Em visível expansão, o modelo dos MOOCs é alvo de uma série de críticas. Para especialistas, a visão de que os cursos abertos vão solucionar a questão da desigualdade no acesso ao Ensino Superior é ingênua e equivocada. As críticas se concentram no risco de propagar a hegemonia do conhecimento ocidental, delimitando de forma ainda mais explícita o seleto grupo de universidades pertencentes ao “Primeiro Mundo” e fortalecendo a cultura acadêmica hoje dominante. 
 
“A grande maioria dos MOOCs foi desenhada por universidades dos Estados Unidos e Reino Unido. Esses cursos refletem o conhecimento, metodologia e orientações intelectuais dessas nações. Com a disseminação dos MOOCs, o resto do mundo deve se adaptar ao pensamento e pesquisa dessas “potências” acadêmicas”, explica Philip G. Altbach, diretor do Centro de Educação Superior Internacional do Boston College, nos Estados Unidos.
 
Outro aspecto que contribui para o caráter “neocolonialista” do modelo, diz o professor, é a utilização do inglês como língua global, dificultando o aparecimento de perspectivas de não falantes do idioma. “Nesse momento, o uso do inglês pelos MOOCs é dominante. Alguns estão sendo desenvolvidos em russo, alemão, espanhol, chinês e português. Esta nova diversidade é importante, pois pode trazer mais vozes para os cursos”, diz.
 
Para Jeremy Knox, professor da Universidade de Edimburgo, no Reino Unido, ao contrário do que os entusiastas acreditavam, o formato, longe de revolucionar a educação, tende a manter o status e a inacessibilidade das instituições de renome. “O fato de Harvard, Stanford e Princeton serem instituições de elite e inacessíveis é precisamente a razão pela qual as pessoas são atraídas pelos cursos livres deles. Logo, os MOOCs precisam que tais instituições se mantenham elite, caso contrário, perderiam o prestígio para a sua comercialização”, explica. 
 
Segundo tal perspectiva, os MOOCs privilegiam o conhecimento da elite, predominantemente ocidental, sobre o conhecimento local. “Por que a Filosofia ensinada em Harvard, automaticamente, é melhor do que a Filosofia ensinada em uma instituição local, que pode estar mais relacionada a questões regionais e culturais daquele contexto?”, indaga Knox. Para o professor, o formato desprivilegia a diversidade cultural, padronizando a educação e a colocando sob o controle de um punhado de instituições.
 
O formato precisaria ser aprimorado, a fim de atender ao seu propósito de democratização. “É preciso fazer MOOCs mais diversificados e as parcerias do Coursera no Brasil, por exemplo, são um movimento positivo. No entanto, a organização do curso precisa mudar e se adaptar às instituições locais e não simplesmente padronizar a forma como a educação é entregue”, afirma Knox.
 
Segundo Stephanie, do Coursera, a plataforma já conta com 114 parceiros de mais de 21 países. “Essas parcerias falam por si sobre a nossa vontade de estimular a diversidade não apenas nas línguas, mas no conhecimento e metodologias no ensino e aprendizagem de várias instituições ao redor do mundo”, rebate. Por enquanto, os MOOCs oferecidos pelas universidades brasileiras abrangem as áreas de ciência, empreendedorismo, contabilidade, matemática e gestão. “Os cursos estarão disponíveis para qualquer pessoa com acesso à internet, o que significa que pessoas fora do Brasil também serão capazes de fazê-los. Isso abre muitas portas”, diz.

--- Problema ---
Prossiga o texto sobre as críticas aos MOOCs a partir da última frase apresentada.

--- Segmento de dados ---
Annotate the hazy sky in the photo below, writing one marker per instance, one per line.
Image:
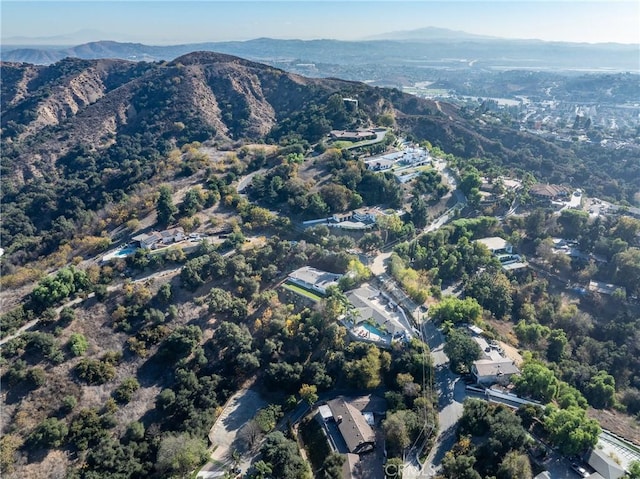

--- Resposta a seguir ---
 
Para Richard Romancini, professor do curso de Educomunicação da Escola de Comunicações e Artes da USP, há interesse e potencial nas possibilidades ofertadas pelos MOOCs, porém o tom atual é menos eufórico do que no início. “Isso se relaciona com os resultados práticos dos cursos, e também com as desconfianças que alguns tinham desde o início e que parecem agora reforçadas pela realidade”, diz. Um desses questionamentos é se os cursos online têm capacidade de substituir, satisfatoriamente, o ensino presencial. “Não se trata apenas da qualidade do ensino, mas também de propiciar experiências formativas – contatos, vivências, relações humanas –, que são típicas da educação superior”, diz.
 
 Outro ponto criticado é o excessivo marketing e o tratamento da educação como “commodity” com um discurso, por parte dos defensores, mais ligado à quantidade e suposta democratização da educação do que à qualidade.  “Os índices de conclusão dos MOOCs são baixos, geralmente menos de 10%, o que tanto atenuou a arrogância dos primeiros empreendedores de cursos”, relata Romancini.
 
A dificuldade de reter o aluno estaria ligada ao seu aspecto broadcast e à falta de interação entre os pares aluno-aluno e aluno-professor. As grandes plataformas como o Coursera, EDX e Udacity apresentam uma pedagogia simplista, baseada em videoaulas e avaliação por meio de quizes – segundo os críticos, um processo de aprendizagem muito passivo. “O próprio formato aberto favorece a evasão, já que tudo indica que muitas pessoas ingressam nos MOOCs apenas para “testar”, sem muito compromisso em realizá-los de fato ou concluí-los”, explica Romancini.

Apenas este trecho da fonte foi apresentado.